▶ _Article_

“Airspeeds jumped by 30 to 40 knots, and rates of climb increased by 500 to 1,000 feet per minute.”
By Marc Liebman
IT’S MAY 1940 and Royal Air Force pilots are struggling to provide air cover over the British Expeditionary Force in Belgium and France. Unfortunately for the RAF, the German Luftwaffe Bf-109s could climb faster and higher and outrun the Hurricanes and Spitfires.
While British pilots could hold their own if they could force the Messerschmitts into a turning dogfight, they were at a distinct disadvantage when Germans had the initiative. And when Luftwaffe pilots found themselves in danger, they could use their 20 to 20 mph speed advantage to dash to safety.
Interestingly, it wasn’t aerodynamics, engines or even pilot training that gave the Germans the advantage. It was fuel.
In the Spring of 1940, RAF fighters were fueled with 81/87 octane; the Germans on the other hand filled their tanks with 91/100. The higher-octane fuel used by the Luftwaffe enabled their airplanes to generate more horsepower.
However, help was coming from two directions.
One was the Rolls Royce Merlin XII being fitted to Mk. II Spitfires beginning in May 1940, which was the first version of the famous engine designed to use 100/130 octane fuel that was arriving from the U.S.

Point annotation data:
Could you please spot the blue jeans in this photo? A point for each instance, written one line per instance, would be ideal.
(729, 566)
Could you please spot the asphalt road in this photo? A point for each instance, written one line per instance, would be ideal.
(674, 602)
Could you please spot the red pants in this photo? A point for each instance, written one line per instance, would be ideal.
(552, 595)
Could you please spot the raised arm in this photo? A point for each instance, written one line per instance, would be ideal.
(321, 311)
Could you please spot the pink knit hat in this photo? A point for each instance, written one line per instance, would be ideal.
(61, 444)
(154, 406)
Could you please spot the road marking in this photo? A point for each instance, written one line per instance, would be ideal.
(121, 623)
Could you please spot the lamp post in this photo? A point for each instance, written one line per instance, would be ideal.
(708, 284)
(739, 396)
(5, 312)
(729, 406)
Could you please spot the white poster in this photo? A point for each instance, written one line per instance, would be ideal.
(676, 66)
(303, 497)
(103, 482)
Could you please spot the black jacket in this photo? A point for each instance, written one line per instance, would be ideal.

▶ _Exercise_
Continue the article on the octane of RAF and Luftwaffe fighter fuel in 1940, picking up after its last sentence. This data was taken from a different source than the text.

▶ _Reply_
The other were newer airplanes with engines designed to take fuller advantage of 100/130.
What’s in an octane number?
But what do these fuel numbers actually mean?
The first number in an aviation fuel rating is the level of octane at lean mixture settings.
The second number is the octane at “full rich” or maximum fuel flow.
An octane rating is the measure of the fuel’s resistance to premature ignition, also known as “knocking.” Knocking occurs when the fuel explodes before the piston reaches the top of its stroke. Prolonged premature ignition can lead to engine failure.
Higher octane ratings have two major benefits.
First, it enables the engine designer to use higher engine compression ratios (volume of air in each cylinder’s combustion chamber when it is at the bottom of its stroke compared to when it is at the top).
Secondly, high-octane fuels allow engineers to use superchargers and turbochargers to generate higher manifold pressure settings and more horsepower.
At sea level, a normally aspirated engine (one that does not have either a supercharger or a turbocharger) has a “normal” sea level maximum manifold pressure of 29.92 inches. As the airplane climbs, the manifold pressure drops by approximately one inch per thousand feet. At 10,000 feet, the maximum manifold pressure is 19.92 inches. Put another way, at 10,000 feet, the engine has lost 1/3 of its power.
Airplanes like the North American A-36 Apache, the ground attack
variant of the famous P-51 Mustang, and the Bell P-39 Airacobra, with their normally aspirated engines, were at a severe disadvantage when their pilots had to fight a Japanese Zero or a Bf-109, both of which had engines with two-stage superchargers.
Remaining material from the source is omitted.